EXERCISE PROMPT
Extract every line of the material below and reproduce each one without any change.

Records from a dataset
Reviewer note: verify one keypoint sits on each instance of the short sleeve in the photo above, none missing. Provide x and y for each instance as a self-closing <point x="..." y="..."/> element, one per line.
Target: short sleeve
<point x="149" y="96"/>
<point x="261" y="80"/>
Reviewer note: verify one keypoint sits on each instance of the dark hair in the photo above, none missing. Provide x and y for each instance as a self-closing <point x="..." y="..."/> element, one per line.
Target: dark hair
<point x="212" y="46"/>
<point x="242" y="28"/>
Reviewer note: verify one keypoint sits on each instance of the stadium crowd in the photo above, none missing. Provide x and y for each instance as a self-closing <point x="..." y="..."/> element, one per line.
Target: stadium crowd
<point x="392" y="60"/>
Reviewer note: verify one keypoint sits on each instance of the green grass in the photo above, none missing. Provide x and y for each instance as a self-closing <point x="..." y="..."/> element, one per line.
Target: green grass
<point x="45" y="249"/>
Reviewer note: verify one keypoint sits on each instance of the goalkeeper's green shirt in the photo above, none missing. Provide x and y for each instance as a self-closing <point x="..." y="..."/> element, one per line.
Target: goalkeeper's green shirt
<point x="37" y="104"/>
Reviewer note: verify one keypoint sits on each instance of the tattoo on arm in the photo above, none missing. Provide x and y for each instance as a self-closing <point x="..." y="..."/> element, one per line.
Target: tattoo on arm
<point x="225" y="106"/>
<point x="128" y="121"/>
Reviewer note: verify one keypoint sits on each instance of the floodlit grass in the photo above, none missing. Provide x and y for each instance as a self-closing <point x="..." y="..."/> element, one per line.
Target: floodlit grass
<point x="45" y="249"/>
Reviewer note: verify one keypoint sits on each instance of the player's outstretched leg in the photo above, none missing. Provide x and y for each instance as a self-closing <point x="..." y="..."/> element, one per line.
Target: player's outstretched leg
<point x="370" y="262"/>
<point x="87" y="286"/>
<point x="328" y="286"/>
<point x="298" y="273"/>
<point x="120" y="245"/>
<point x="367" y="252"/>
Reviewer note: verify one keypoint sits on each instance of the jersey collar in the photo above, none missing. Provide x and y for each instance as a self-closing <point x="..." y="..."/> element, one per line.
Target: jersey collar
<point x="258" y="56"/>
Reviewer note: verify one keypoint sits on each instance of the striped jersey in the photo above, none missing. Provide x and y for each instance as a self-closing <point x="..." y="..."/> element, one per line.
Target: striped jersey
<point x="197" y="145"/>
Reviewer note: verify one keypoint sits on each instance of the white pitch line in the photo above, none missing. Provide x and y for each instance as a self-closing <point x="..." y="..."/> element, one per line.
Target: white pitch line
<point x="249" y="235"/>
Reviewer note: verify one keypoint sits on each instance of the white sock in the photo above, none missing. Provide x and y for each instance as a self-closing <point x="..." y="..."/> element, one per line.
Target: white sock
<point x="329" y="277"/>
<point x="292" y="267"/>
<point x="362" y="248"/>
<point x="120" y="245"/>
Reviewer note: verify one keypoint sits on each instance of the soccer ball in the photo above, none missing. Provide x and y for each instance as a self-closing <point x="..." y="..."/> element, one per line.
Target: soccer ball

RESULT OF THE TASK
Reviewer note: verify one keypoint sits on each instance of the short sleeve in the photo above, none missing. Provide x and y for each instance as a self-closing <point x="..." y="..."/> element, one per line.
Target: short sleeve
<point x="149" y="96"/>
<point x="261" y="80"/>
Reviewer note: verify one keypoint sits on each instance of the dark hair in the photo above, none missing. Provide x and y for each instance as a self-closing <point x="..." y="..."/> element, one per line.
Target: dark hair
<point x="212" y="46"/>
<point x="242" y="28"/>
Reviewer note: verify one keypoint sits on each instance of the stadium crowd in the photo above, none missing. Provide x and y for each instance as a self-closing <point x="..." y="..."/> element, one per line.
Target: stadium crowd
<point x="392" y="60"/>
Reviewer note: verify one keypoint sits on each instance of the green grass in the photo above, none missing. Provide x and y for each instance as a self-closing <point x="..." y="..."/> element, one per line.
Target: green grass
<point x="45" y="249"/>
Reviewer note: verify one keypoint sits on each instance of the goalkeeper's green shirt in the photo above, none missing. Provide x and y for each instance as a self-closing <point x="..." y="..."/> element, one per line.
Target: goalkeeper's green shirt
<point x="37" y="104"/>
Reviewer note: verify one keypoint sits on each instance of the tattoo on arm in the photo above, none missing. Provide x and y for each instance as a self-closing <point x="..." y="..."/> element, one per line.
Target: tattoo on arm
<point x="225" y="106"/>
<point x="128" y="121"/>
Reviewer note: verify one keypoint sits on each instance of the floodlit grass in the photo above, none missing. Provide x and y for each instance as a self-closing <point x="..." y="..."/> element, one per line.
Target: floodlit grass
<point x="45" y="249"/>
Reviewer note: verify one keypoint sits on each instance of the player's outstretched leg in the photo above, none missing. Provide x and y for each instance as a self-closing <point x="..." y="..."/> element, one per line.
Target: player's outstretched leg
<point x="370" y="262"/>
<point x="87" y="286"/>
<point x="328" y="286"/>
<point x="298" y="273"/>
<point x="120" y="245"/>
<point x="367" y="252"/>
Reviewer note: verify one keypoint sits on each instance of the jersey collar in the photo above, none missing. Provide x and y for each instance as a self-closing <point x="..." y="..."/> element, one per line.
Target: jersey collar
<point x="258" y="56"/>
Reviewer note: verify one keypoint sits on each instance of the striped jersey in the photo above, none missing. Provide x and y for each instance as a self-closing <point x="..." y="..."/> element, one per line.
Target: striped jersey
<point x="197" y="145"/>
Reviewer note: verify one keypoint sits on each instance of the white pitch line in the photo above, none missing. Provide x and y for each instance as a self-closing <point x="..." y="..."/> element, one per line.
Target: white pitch line
<point x="249" y="235"/>
Reviewer note: verify one keypoint sits on each instance of the white sock in the photo above, none missing. Provide x and y for each instance as a self-closing <point x="..." y="..."/> element, one per line.
Target: white sock
<point x="329" y="277"/>
<point x="292" y="267"/>
<point x="362" y="248"/>
<point x="120" y="245"/>
Reviewer note: verify one keypoint sits on each instance of the soccer ball in the photo above, none missing. Provide x and y for each instance as a self-closing <point x="..." y="..."/> element, one per line.
Target: soccer ball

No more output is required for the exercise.